→ EXERCISE OBJECTIVE:
Give the item lines as a JSON list of strings, one per line and with no blank lines, starting at the line that contains "task | indicate the pale" and ending at the line that contains "query | pale cucumber flesh". Leave the pictures out.

→ DATASET ROWS:
====================

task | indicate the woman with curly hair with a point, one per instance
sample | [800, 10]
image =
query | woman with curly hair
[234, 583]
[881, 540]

====================

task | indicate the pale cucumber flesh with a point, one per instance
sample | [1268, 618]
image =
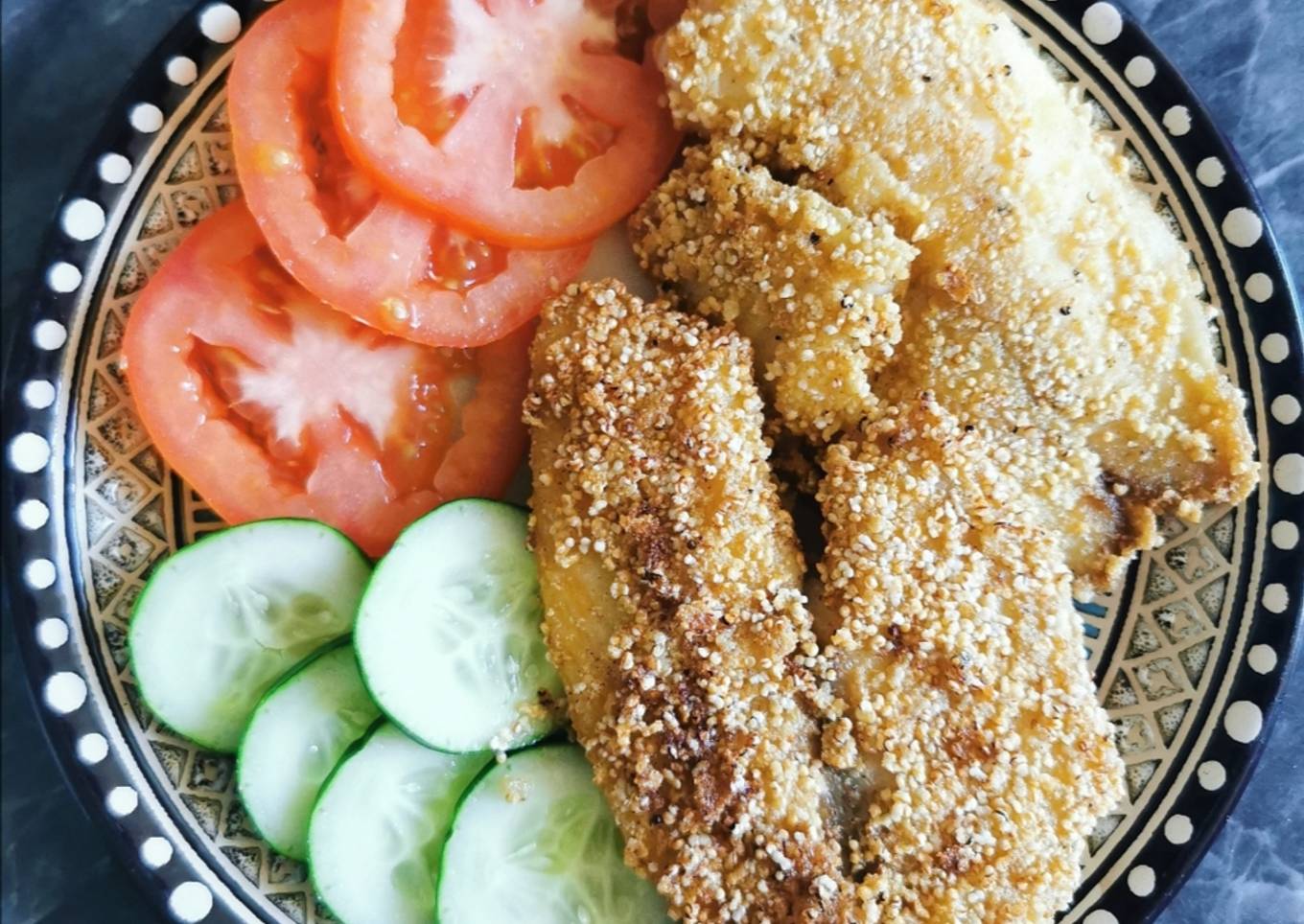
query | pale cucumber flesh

====================

→ ANSWER FOR THIS EXERCISE:
[
  "task | indicate the pale cucumber flesh with a point, one per instance",
  "sample | [1268, 618]",
  "image =",
  "query | pale cucumber flesh"
]